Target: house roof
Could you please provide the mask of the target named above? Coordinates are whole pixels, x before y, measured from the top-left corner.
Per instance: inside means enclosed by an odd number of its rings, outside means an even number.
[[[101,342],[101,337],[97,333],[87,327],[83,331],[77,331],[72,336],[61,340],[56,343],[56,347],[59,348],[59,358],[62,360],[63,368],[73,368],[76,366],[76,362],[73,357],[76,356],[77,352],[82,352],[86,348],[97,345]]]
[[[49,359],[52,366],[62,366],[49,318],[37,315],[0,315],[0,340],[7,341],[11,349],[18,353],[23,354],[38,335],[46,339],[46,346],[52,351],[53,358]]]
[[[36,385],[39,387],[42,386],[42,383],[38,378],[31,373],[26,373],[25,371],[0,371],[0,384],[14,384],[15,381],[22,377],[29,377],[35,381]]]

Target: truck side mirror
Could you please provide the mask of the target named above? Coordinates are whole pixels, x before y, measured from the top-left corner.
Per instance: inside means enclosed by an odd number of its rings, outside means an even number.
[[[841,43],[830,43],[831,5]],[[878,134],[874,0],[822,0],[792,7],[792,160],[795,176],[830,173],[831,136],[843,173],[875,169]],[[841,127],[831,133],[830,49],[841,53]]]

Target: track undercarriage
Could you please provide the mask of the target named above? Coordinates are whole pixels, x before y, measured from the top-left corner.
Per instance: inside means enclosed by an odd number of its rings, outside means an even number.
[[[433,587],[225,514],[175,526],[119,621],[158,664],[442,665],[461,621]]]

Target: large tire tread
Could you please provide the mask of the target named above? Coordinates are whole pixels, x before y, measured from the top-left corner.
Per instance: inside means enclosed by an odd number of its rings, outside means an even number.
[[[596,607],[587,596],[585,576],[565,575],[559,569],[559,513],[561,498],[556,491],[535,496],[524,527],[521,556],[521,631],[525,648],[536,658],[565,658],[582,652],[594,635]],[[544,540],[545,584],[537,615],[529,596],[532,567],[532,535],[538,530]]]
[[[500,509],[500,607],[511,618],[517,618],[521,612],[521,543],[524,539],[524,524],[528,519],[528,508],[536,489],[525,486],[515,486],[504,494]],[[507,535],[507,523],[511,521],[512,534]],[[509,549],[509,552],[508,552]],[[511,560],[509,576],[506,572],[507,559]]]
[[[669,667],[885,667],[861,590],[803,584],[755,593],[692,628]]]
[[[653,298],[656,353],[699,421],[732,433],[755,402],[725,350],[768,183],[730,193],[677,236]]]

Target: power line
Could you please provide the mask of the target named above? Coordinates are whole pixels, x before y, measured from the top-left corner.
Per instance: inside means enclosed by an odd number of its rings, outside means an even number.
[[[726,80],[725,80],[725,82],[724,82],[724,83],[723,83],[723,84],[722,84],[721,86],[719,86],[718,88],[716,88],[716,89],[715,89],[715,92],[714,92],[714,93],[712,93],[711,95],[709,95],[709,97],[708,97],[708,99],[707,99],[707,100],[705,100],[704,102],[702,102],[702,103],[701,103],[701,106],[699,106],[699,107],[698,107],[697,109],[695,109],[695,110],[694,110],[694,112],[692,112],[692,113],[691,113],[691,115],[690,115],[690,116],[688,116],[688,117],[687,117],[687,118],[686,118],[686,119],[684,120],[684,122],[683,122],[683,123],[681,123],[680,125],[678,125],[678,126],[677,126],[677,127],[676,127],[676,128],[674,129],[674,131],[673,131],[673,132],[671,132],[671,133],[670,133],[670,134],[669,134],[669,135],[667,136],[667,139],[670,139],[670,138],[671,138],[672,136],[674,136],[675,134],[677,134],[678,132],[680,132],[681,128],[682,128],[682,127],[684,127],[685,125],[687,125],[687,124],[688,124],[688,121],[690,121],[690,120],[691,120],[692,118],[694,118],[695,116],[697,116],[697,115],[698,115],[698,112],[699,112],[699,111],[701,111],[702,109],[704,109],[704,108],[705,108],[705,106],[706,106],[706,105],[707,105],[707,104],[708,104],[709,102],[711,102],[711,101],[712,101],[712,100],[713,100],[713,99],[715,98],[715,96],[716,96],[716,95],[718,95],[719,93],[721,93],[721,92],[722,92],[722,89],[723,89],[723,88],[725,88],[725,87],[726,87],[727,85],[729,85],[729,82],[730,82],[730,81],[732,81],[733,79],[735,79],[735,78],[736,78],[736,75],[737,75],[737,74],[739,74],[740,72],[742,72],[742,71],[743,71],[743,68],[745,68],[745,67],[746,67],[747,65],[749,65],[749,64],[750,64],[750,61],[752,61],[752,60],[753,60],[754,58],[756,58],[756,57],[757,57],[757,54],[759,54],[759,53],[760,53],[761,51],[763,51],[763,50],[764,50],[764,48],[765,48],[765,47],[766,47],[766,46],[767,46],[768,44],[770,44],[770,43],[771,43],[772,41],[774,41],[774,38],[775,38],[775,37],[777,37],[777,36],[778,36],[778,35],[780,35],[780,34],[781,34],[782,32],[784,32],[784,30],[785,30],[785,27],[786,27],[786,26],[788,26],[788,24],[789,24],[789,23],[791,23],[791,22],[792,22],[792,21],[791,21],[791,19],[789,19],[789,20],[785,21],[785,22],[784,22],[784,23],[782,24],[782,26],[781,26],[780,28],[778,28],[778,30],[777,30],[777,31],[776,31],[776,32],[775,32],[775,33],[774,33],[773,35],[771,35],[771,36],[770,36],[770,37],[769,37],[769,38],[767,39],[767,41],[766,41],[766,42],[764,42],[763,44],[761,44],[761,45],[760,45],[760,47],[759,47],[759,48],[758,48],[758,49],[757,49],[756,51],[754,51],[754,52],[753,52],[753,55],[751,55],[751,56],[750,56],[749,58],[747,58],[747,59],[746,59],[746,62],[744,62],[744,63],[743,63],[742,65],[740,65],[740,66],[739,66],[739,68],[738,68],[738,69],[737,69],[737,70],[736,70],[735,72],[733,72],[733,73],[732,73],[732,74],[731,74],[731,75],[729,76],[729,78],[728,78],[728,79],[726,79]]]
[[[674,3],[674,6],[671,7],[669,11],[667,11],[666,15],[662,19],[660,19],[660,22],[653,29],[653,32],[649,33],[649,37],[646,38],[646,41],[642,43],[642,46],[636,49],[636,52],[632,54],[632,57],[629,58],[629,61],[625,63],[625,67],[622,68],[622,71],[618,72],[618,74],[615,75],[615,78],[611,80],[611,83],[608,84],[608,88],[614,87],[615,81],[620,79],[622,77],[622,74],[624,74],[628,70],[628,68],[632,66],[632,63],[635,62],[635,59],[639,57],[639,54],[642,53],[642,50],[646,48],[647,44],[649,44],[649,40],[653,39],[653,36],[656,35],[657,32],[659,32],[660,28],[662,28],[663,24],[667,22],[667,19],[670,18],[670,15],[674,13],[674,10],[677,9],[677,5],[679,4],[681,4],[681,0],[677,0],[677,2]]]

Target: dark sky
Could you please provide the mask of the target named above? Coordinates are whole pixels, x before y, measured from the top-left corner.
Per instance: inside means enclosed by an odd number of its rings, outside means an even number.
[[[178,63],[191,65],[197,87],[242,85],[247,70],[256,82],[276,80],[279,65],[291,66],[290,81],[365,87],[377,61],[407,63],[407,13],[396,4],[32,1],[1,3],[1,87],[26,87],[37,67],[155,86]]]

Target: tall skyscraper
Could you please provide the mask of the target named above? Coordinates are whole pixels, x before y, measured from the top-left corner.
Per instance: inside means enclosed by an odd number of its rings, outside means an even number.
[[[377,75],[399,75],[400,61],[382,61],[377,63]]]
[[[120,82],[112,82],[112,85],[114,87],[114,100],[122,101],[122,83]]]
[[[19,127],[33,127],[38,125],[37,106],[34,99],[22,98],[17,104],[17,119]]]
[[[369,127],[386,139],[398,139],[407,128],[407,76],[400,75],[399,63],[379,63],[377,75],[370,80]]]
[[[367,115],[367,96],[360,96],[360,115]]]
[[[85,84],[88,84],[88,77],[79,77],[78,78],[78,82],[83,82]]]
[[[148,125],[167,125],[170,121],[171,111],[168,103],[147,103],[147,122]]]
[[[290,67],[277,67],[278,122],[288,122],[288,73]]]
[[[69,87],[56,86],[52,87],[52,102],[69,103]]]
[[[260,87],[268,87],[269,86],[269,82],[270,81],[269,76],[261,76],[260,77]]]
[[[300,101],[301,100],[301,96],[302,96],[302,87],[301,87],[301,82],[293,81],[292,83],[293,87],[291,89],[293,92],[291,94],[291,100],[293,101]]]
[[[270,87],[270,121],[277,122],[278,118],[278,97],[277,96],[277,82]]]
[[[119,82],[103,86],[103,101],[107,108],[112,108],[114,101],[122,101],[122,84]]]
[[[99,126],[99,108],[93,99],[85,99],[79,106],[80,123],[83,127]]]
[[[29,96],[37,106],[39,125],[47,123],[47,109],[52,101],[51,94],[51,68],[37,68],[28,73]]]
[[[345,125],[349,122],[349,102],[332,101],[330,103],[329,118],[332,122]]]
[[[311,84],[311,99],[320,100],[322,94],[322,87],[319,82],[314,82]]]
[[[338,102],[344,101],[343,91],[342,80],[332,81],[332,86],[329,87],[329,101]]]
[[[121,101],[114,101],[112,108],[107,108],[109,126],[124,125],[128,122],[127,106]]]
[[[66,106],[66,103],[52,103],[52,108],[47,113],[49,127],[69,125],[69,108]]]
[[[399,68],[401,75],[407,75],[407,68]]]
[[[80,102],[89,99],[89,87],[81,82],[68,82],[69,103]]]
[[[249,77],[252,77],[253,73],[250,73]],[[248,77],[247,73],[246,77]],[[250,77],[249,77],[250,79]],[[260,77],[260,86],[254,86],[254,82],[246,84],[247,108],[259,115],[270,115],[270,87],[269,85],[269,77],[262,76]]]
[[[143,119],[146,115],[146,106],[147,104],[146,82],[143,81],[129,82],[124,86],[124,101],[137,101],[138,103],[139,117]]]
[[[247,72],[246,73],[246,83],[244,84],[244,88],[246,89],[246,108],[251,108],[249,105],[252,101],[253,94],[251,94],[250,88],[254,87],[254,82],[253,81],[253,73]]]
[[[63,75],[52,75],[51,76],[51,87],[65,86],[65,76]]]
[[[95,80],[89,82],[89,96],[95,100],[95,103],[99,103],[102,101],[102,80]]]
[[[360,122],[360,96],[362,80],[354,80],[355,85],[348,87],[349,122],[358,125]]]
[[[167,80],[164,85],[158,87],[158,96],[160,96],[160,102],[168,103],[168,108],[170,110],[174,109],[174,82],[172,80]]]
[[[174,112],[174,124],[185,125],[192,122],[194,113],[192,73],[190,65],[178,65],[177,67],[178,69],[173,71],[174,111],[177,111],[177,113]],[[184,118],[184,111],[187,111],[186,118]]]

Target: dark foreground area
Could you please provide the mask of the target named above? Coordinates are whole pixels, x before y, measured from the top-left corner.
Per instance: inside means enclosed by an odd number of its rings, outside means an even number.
···
The request ▸ Write out again, unchanged, every line from the line containing "Target: dark foreground area" to the final line of the material above.

Response below ▸
Target: dark foreground area
Could you please provide the mask of the target named above? Coordinates are whole pixels, x before y, measured from the top-left corner.
Per instance: inside means enclosed by an odd number of its rings, outside means an even number.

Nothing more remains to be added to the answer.